# Provided text:
+++

On June 12th, 2010 about thirty Criminal Defence attorneys gathered in Coimbatore, India to learn about “The Role of Lawyers for Effective Justice.” The following day, the conference was held in Mahe, India where another thirty attorneys participated. These were the fourth and fifth events held by IBJ India after its First International Criminal Defence Training Program in New Delhi. Previously a panel discussion was also held in New Delhi in Sep 2009 and besides two training events held in Pondicherry and Kolkata last year. Continuing on a path to raise awareness and teach ways to improve the issues affecting lawyers in India, the Coimbatore and Mahe conferences were successful.
Participants at Coimbatore Conference
A diverse group of trainers came to speak to the participants on a variety of topics throughout the day. Sanjeewa Liyanage, International Bridges to Justice’s Program Director, flew in from Geneva, Switzerland and began the program with an introduction to IBJ, its purpose, goals, past events, and activities. In a post-training survey, participants said they found this helped them better understand the organization as a whole.
Sanjeewa Liyange, International Program Director IBJ, Geneva speaking at the Mahe Event
After a short tea break, speaker Dr. K. P. Kylasanath Pillai, a Senior Advocate from Supreme Court of India, a recognized face in Kerela amongst Legal Fraternity and Academia, spoke to participants about the importance of cross-examination and how to effectively cross-examine a witness. During this presentation, a training video from the IBJ Legal Training Resource Center was shown to the participating attorneys. Overall, participants thought this session was the most relevant and useful to their careers and rated it as the best of the sessions. They found Mr. Pillai to be a very motivational speaker.
Dr. K.P. Kylasnath Pillai, Senior Advocate Speaking at Mahe
Following this, Ajay Verma, Fellow IBJ, spoke on the client and lawyer relationship. In particular he gave a step-by-step instruction on how to conduct interviews and spoke on his personal experiences with clients. Participants felt the information, teaching methods, and materials for this session were very good and effective.
Ajay Verma, Advocate & an IBJ Fellow,spokeon the lawyer-client relationship
After lunch, the conference resumed with a session on defense strategies by Mr. Pillai, who spoke on the various ways to effectively defend your client against the prosecution in trial. Hon’ble Judge K. Uthirapathy, Member Secretary Union Territory of Pondicherry Legal Services Authority, also came to the conference as a Guest Speaker and followed Mr. Pillai with his talk on the “Role of Lawyers in Initiation of Criminal Cases” and ethics and professional responsibility of attorneys. One participant said, “Learning about the professional responsibility and ethics of an attorney is very important these days and I think IBJ did well by presenting this in this conference.” This keynote address by Hon’ble Judge K. Uthirapathy was also inspiring to us; it made us realize how lawyers can be a strong support to the Criminal Justice System. His enthusiasm and passion was reflected by his stories and poise.

+++

# Source data:
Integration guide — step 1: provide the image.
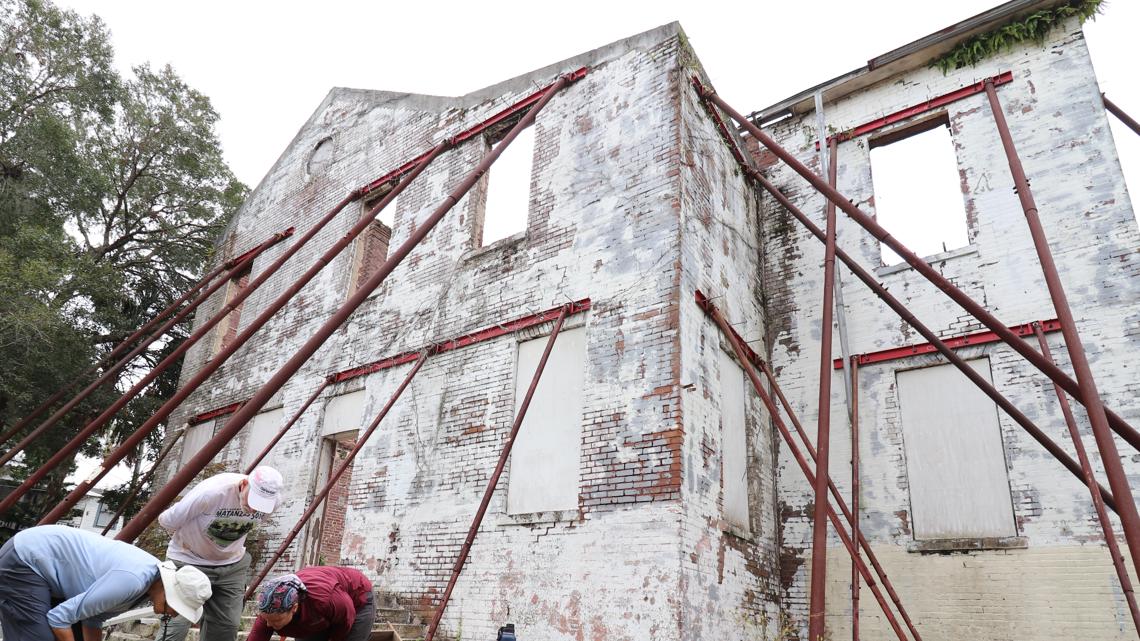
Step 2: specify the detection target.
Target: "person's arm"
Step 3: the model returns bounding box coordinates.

+++

# Your objective:
Transcribe the passage of the IBJ India conference report, starting at "Dr. K.P. Kylasnath" and ending at "good and effective.".

# Solved exercise:
Dr. K.P. Kylasnath Pillai, Senior Advocate Speaking at Mahe
Following this, Ajay Verma, Fellow IBJ, spoke on the client and lawyer relationship. In particular he gave a step-by-step instruction on how to conduct interviews and spoke on his personal experiences with clients. Participants felt the information, teaching methods, and materials for this session were very good and effective.